== TASK GOAL ==
Find every line in the records below that contains "small", and copy it.

BEGIN DATA FOR THIS TASK

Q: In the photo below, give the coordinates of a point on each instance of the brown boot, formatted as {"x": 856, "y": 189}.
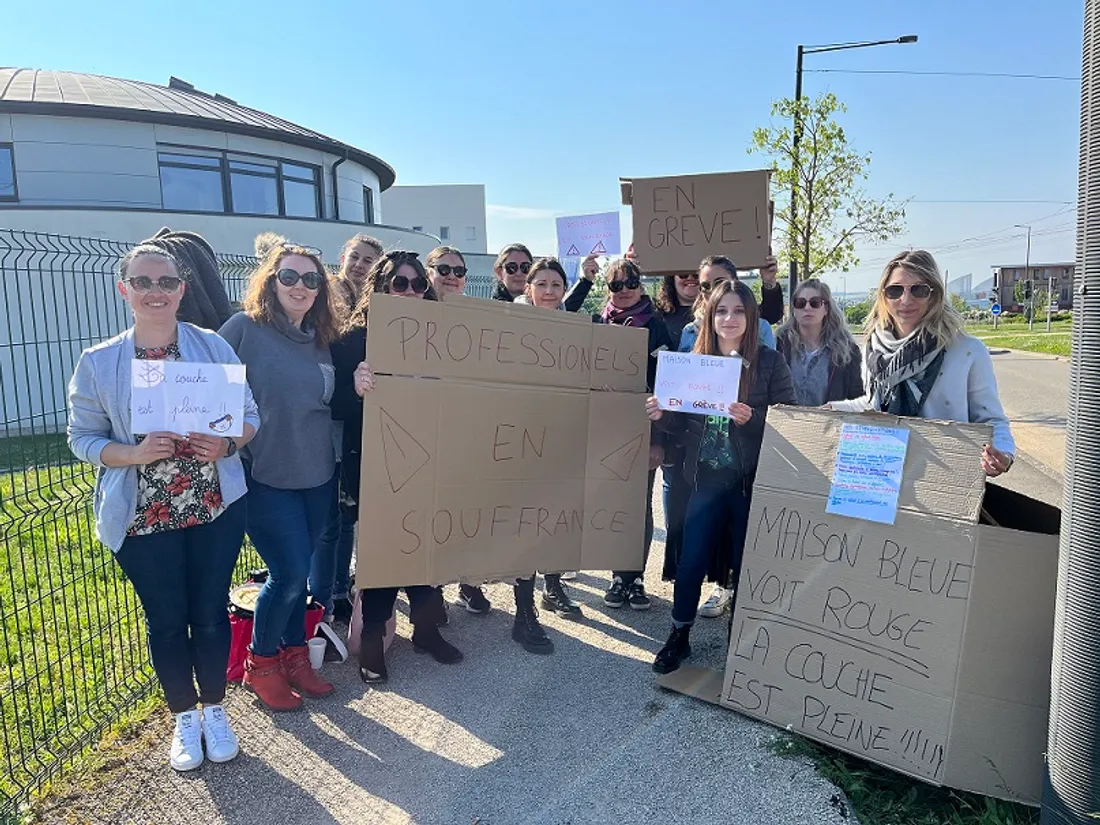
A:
{"x": 300, "y": 674}
{"x": 264, "y": 674}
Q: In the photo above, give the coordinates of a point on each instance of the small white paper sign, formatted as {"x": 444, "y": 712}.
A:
{"x": 589, "y": 234}
{"x": 182, "y": 397}
{"x": 702, "y": 384}
{"x": 868, "y": 472}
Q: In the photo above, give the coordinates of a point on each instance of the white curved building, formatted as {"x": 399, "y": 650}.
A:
{"x": 106, "y": 157}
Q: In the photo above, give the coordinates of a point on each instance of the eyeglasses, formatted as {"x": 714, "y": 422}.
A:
{"x": 460, "y": 272}
{"x": 289, "y": 277}
{"x": 145, "y": 284}
{"x": 921, "y": 292}
{"x": 633, "y": 282}
{"x": 402, "y": 284}
{"x": 512, "y": 267}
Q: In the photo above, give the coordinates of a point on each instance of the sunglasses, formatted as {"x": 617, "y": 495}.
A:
{"x": 402, "y": 284}
{"x": 164, "y": 284}
{"x": 289, "y": 277}
{"x": 633, "y": 282}
{"x": 460, "y": 272}
{"x": 917, "y": 290}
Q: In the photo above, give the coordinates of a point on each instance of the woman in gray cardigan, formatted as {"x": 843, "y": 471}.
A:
{"x": 168, "y": 505}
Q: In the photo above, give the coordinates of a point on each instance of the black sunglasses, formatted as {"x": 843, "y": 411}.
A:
{"x": 402, "y": 284}
{"x": 917, "y": 290}
{"x": 633, "y": 282}
{"x": 144, "y": 283}
{"x": 512, "y": 267}
{"x": 444, "y": 270}
{"x": 289, "y": 277}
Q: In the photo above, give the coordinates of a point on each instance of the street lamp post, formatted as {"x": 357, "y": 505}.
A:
{"x": 798, "y": 130}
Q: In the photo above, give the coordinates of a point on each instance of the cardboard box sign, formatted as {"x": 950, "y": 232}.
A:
{"x": 678, "y": 221}
{"x": 925, "y": 645}
{"x": 501, "y": 439}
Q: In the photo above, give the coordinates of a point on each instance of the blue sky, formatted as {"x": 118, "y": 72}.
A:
{"x": 549, "y": 103}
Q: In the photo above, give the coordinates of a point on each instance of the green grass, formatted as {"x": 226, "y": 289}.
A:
{"x": 882, "y": 796}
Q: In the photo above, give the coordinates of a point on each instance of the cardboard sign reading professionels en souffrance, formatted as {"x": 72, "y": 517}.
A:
{"x": 678, "y": 221}
{"x": 501, "y": 439}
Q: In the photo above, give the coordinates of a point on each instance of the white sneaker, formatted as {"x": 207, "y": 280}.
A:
{"x": 187, "y": 741}
{"x": 220, "y": 739}
{"x": 717, "y": 603}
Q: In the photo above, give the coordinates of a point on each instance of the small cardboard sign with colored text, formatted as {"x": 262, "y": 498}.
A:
{"x": 182, "y": 397}
{"x": 589, "y": 234}
{"x": 701, "y": 384}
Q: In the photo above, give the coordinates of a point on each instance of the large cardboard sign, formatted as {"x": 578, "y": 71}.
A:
{"x": 924, "y": 645}
{"x": 678, "y": 221}
{"x": 501, "y": 439}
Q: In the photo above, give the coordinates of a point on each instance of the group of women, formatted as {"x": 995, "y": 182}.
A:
{"x": 175, "y": 507}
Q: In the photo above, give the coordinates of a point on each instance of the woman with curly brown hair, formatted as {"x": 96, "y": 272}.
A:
{"x": 283, "y": 338}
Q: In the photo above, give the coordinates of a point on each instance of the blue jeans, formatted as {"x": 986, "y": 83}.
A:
{"x": 183, "y": 579}
{"x": 716, "y": 506}
{"x": 329, "y": 571}
{"x": 284, "y": 525}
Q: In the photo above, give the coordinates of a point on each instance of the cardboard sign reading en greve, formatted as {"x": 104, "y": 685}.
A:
{"x": 678, "y": 221}
{"x": 501, "y": 439}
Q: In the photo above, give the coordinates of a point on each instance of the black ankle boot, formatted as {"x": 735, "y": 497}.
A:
{"x": 527, "y": 630}
{"x": 427, "y": 639}
{"x": 674, "y": 651}
{"x": 556, "y": 597}
{"x": 372, "y": 659}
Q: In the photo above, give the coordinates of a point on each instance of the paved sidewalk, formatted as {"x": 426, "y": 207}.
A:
{"x": 503, "y": 738}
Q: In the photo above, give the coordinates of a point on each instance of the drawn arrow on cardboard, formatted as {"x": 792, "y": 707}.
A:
{"x": 620, "y": 462}
{"x": 403, "y": 454}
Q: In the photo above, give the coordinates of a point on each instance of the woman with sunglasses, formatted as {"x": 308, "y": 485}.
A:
{"x": 169, "y": 506}
{"x": 920, "y": 362}
{"x": 395, "y": 273}
{"x": 283, "y": 338}
{"x": 822, "y": 354}
{"x": 722, "y": 454}
{"x": 629, "y": 306}
{"x": 713, "y": 271}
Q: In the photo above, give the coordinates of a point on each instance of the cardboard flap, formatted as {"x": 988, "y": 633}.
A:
{"x": 943, "y": 475}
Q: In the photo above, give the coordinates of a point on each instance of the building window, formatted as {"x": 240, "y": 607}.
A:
{"x": 7, "y": 173}
{"x": 367, "y": 205}
{"x": 218, "y": 182}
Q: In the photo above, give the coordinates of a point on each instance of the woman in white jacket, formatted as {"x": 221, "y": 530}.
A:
{"x": 920, "y": 362}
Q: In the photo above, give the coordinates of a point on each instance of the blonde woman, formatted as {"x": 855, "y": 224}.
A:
{"x": 824, "y": 359}
{"x": 920, "y": 362}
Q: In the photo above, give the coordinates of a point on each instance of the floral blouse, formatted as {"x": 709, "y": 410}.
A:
{"x": 177, "y": 492}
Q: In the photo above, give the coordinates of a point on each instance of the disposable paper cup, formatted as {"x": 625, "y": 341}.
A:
{"x": 317, "y": 647}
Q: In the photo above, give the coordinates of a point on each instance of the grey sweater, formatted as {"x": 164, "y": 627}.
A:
{"x": 292, "y": 377}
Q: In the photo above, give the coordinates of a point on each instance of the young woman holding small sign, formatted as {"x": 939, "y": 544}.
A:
{"x": 168, "y": 506}
{"x": 721, "y": 453}
{"x": 824, "y": 358}
{"x": 283, "y": 336}
{"x": 395, "y": 273}
{"x": 920, "y": 362}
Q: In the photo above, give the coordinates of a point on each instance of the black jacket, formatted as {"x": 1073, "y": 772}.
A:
{"x": 844, "y": 382}
{"x": 772, "y": 386}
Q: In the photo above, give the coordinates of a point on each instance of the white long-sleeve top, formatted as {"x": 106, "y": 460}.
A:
{"x": 965, "y": 391}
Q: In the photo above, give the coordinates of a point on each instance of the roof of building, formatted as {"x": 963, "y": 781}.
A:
{"x": 70, "y": 94}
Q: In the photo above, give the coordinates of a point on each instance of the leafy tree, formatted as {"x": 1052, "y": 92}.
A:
{"x": 834, "y": 212}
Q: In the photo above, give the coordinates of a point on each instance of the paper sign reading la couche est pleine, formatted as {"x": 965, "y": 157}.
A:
{"x": 182, "y": 397}
{"x": 702, "y": 384}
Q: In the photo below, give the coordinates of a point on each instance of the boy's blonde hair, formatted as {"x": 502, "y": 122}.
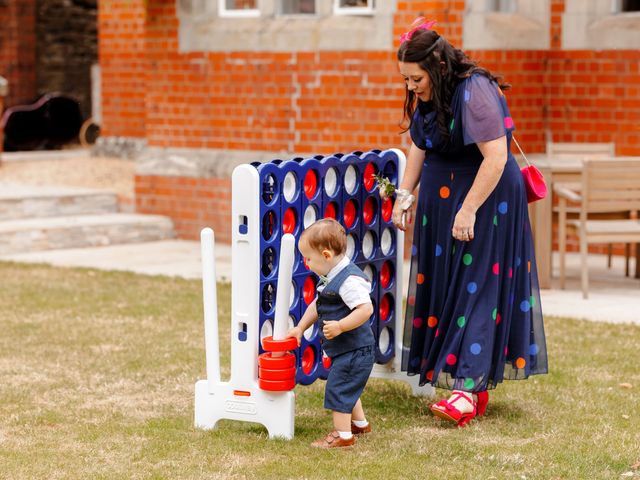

END DATA FOR THIS TASK

== EXERCISE ANSWER ==
Q: In the photo above, give the coordinates of a point on each instance of the small white paper sign, formatted as {"x": 444, "y": 712}.
Q: In the photo above, give the coordinates of a point on each instance of the small cardboard sign with colored text, formatted as {"x": 262, "y": 498}.
Q: In the photo above, give the coordinates of a point on each instance of the young woman holding small sign, formatted as {"x": 939, "y": 544}.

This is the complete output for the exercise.